● **Selected text**:
*****

Yet thousands of people every year call BMW roadside or AAA with dead batteries


----------



## Daniel535i (May 24, 2016)

I use a Whistler Jump & Go brilliant tool, its the size of 3 iPhone 12's stacked on top of each other and same physical shape. My uncle has a 6 litre V8 LPG four-wheel drive. We disconnected the battery leads and directly hooked the jump starter to the battery leads and it started without any battery





 We recorded it


----------



## HotGrbg (Apr 23, 2021)

Sometimes it’s easier to jump start without a battery connected depending on how dead the battery is.
The jumper only has to start the vehicle and doesn’t have the massive amperage draw of the empty battery.
I don’t recommend this though as you can send voltage spikes through the vehicles electrical system without a battery installed to “buffer” the voltage.


----------



## Daniel535i (May 24, 2016)

HotGrbg said:


> Sometimes it’s easier to jump start without a battery connected depending on how dead the battery is.
> The jumper only has to start the vehicle and doesn’t have the massive amperage draw of the empty battery.
> I don’t recommend this though as you can send voltage spikes through the vehicles electrical system without a battery installed to “buffer” the voltage.


The battery wasn't actually flat I was convincing my uncle that these we powerful. That vehicle is very much mechanical and has very little electrics. Carbi engine but he built that all himself. The other car you can see in the video the white one in the garage is a 75 Mustang which is a 5.7 litre custom-built supercharged fuel-injected engine. But I understand what you mean, this is generally why I never jump-start other peoples cars.

*****

● **Given material**:
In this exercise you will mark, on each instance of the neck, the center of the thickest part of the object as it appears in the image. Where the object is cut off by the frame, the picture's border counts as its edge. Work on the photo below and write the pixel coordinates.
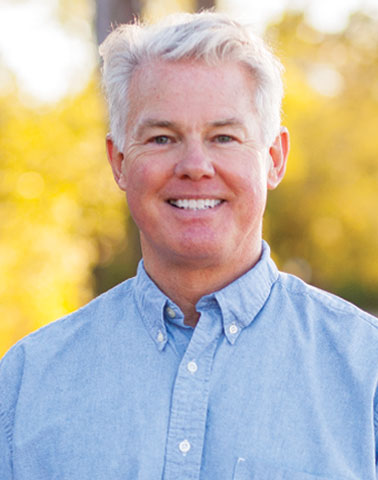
(186, 283)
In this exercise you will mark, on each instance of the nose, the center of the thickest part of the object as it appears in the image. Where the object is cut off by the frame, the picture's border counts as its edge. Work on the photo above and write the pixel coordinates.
(194, 163)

*****

● **Exercise requirements**:
1. Reproduce the jump-starting thread word for word, starting at "I use a Whistler" and ending at "(Apr 23, 2021)".
2. In the jump-starting thread, what risk does HotGrbg give for jump-starting a vehicle with no battery installed?

● **Responses for each task**:
1.
I use a Whistler Jump & Go brilliant tool, its the size of 3 iPhone 12's stacked on top of each other and same physical shape. My uncle has a 6 litre V8 LPG four-wheel drive. We disconnected the battery leads and directly hooked the jump starter to the battery leads and it started without any battery





 We recorded it


----------



## HotGrbg (Apr 23, 2021)

2. Voltage spikes can be sent through the vehicle's electrical system, because no battery is installed to buffer the voltage.